WORK TO COMPLETE
Copy out the records in full, word for word, without pictures.

---*---

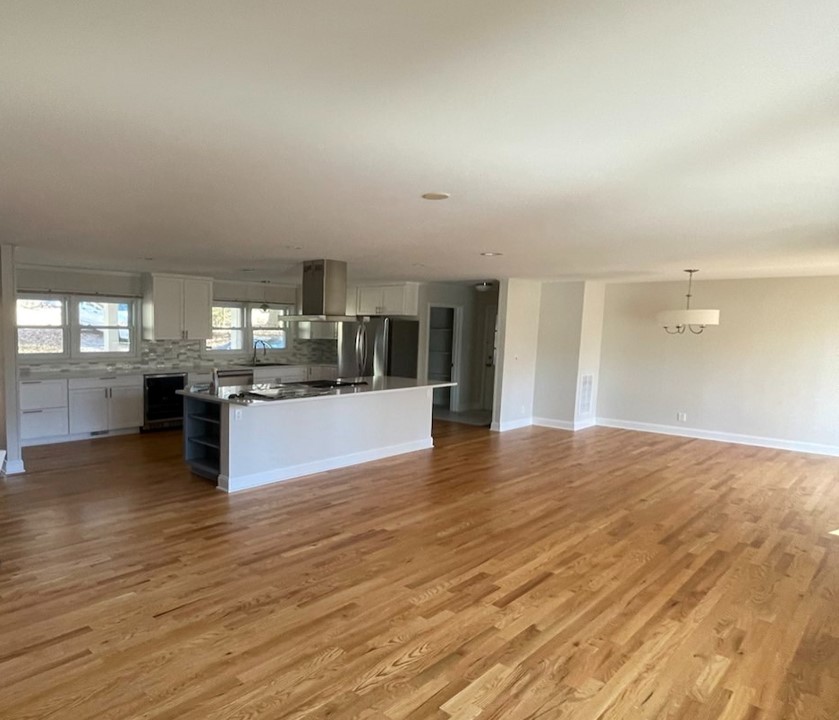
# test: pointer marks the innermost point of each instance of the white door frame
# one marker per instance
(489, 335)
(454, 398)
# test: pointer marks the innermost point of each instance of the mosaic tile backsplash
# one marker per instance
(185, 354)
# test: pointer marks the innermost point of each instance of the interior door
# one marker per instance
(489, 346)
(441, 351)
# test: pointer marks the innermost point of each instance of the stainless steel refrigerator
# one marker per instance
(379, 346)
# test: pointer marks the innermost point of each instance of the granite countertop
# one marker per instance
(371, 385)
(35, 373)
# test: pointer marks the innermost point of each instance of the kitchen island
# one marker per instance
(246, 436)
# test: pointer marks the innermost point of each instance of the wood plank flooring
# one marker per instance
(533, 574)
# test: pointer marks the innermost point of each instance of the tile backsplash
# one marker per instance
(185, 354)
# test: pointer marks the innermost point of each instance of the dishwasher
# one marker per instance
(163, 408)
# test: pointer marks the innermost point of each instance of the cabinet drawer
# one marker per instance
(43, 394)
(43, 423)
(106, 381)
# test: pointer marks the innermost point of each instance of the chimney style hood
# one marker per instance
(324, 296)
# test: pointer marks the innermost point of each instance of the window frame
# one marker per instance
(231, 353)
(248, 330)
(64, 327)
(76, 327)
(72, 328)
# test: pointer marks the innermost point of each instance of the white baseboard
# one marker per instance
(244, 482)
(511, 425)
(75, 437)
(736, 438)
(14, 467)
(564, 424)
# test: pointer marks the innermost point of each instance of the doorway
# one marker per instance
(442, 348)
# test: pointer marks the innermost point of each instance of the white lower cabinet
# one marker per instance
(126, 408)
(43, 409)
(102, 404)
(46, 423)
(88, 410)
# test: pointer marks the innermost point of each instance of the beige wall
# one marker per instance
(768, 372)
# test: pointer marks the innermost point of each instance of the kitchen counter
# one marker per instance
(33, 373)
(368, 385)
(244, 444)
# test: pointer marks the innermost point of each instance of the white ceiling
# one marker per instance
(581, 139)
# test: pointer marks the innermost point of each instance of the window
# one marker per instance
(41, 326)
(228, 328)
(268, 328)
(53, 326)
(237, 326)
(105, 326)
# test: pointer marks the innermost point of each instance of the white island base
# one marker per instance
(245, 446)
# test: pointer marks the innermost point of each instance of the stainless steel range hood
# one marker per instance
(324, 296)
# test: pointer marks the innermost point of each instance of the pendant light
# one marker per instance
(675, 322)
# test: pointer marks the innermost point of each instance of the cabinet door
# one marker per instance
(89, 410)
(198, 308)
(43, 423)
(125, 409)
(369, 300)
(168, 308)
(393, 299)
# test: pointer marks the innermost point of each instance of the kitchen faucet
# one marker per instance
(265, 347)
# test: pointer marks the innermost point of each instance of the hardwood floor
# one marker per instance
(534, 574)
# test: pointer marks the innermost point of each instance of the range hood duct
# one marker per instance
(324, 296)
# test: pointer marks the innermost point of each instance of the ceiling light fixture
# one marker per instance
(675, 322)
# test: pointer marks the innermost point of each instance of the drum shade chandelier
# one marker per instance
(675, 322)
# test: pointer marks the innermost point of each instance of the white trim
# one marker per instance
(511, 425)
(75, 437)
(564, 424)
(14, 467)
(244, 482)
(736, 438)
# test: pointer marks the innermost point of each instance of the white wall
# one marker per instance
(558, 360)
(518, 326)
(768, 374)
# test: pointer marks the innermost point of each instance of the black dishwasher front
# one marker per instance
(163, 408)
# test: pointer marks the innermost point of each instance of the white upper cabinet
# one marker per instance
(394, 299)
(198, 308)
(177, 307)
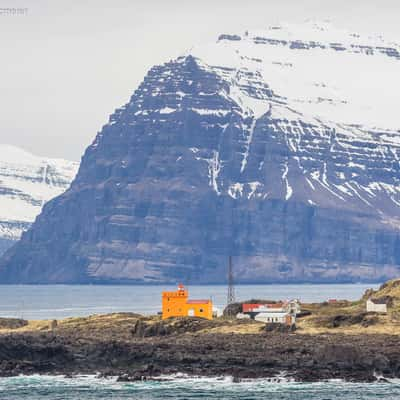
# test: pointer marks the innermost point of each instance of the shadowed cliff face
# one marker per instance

---*---

RESPONSE TO THE EXERCISE
# test: pointer marks the innermost point of each instance of the white door frame
# one marker per instance
(489, 335)
(454, 398)
# test: pointer marks the innermost point of each instance of the mosaic tile backsplash
# one marker per instance
(185, 354)
# test: pointer marks the innermost point of each instance of the interior door
# one marker per instance
(489, 346)
(441, 351)
# test: pointer marks the innermost point of each instance of the stainless steel refrigerator
# one marker per instance
(379, 346)
# test: pointer marks the innermost point of each instance of the granite countertop
# one marker per instance
(371, 385)
(35, 373)
# test: pointer marks the innermost point of each instance of the kitchen island
# one marker per instance
(246, 436)
# test: pointer marks the innermost point of each instance of the wood plank flooring
# one marker per instance
(533, 574)
# test: pointer marks the innermost point of each instance of the tile backsplash
# one marker per instance
(185, 354)
# test: pointer marks the innermost point of each instance of the dishwasher
# one marker per instance
(163, 408)
# test: pointer marks the innermost point of each instance of the cabinet drawer
# one marker per instance
(43, 394)
(43, 423)
(106, 381)
# test: pointer marks the innermost point of each instance of the chimney style hood
# one marker per instance
(324, 296)
# test: pointer marks the innermost point of each instance of the window frame
# one marker per instance
(231, 353)
(248, 330)
(64, 327)
(76, 327)
(72, 328)
# test: pointer marks the innermost point of each instance of the white baseboard
# one marker per instance
(244, 482)
(511, 425)
(75, 437)
(736, 438)
(14, 467)
(564, 424)
# test: pointer marks the innermost point of each instance of the doorway
# one marker per instance
(442, 348)
# test: pointer marks the innermost point of each instance of the white lower cabinet
# one marker per instance
(126, 408)
(43, 409)
(102, 404)
(46, 423)
(88, 410)
# test: pointer marks the innermost point of each instance of the beige wall
# one marker per instance
(768, 372)
# test: pointer marks the innermost point of each instance of the kitchen counter
# one marker per instance
(33, 373)
(368, 385)
(244, 444)
# test: pointer marks the innermost point of each instance of the white ceiling
# one marker per instance
(581, 139)
# test: pointer marks the innermost point of each instance of the window
# one marker per instance
(41, 326)
(228, 328)
(268, 328)
(53, 326)
(237, 326)
(105, 326)
# test: pointer marks the innermost point of each instance of the white island base
# one marker per instance
(245, 446)
# test: pointer marks the innermost point of each instance of the stainless steel range hood
# one marker per instance
(324, 296)
# test: pointer marks the innermost point of each instance of the pendant light
# one marker per instance
(675, 322)
# test: pointer marks the innermost point of each instance of the cabinet door
# one marker per instance
(89, 410)
(198, 308)
(43, 423)
(125, 409)
(369, 300)
(168, 308)
(393, 299)
# test: pointer marks the innermost point of each instance of the kitchen faucet
# one marker per instance
(265, 347)
# test: pointer marks the innermost point of each instance of the hardwood floor
# one marker per instance
(534, 574)
# test: pointer marks the innermost point of each instance of the range hood duct
# one marker per instance
(324, 296)
# test: pointer marks the innermost point of each instance of the ceiling light fixture
# one marker per instance
(675, 322)
# test: pointer marks the innermost point of each instance of the drum shade chandelier
# one marker per instance
(675, 322)
# test: pointer marks the innermost point of each instance of the white trim
# one marker per instance
(511, 425)
(75, 437)
(564, 424)
(14, 467)
(244, 482)
(736, 438)
# test: pointer marks the innermost point of each instance of the white wall
# one marker per instance
(558, 360)
(518, 326)
(768, 374)
# test: pointer marks the innermost point of each instance of the black dishwasher front
# one marker per instance
(163, 408)
# test: pointer marks the innermost point of each instance of the white upper cabinet
# one marker per instance
(394, 299)
(198, 308)
(177, 307)
# test: pointer marks the innermost point of each instance of the shadowed cliff face
# one marker per instance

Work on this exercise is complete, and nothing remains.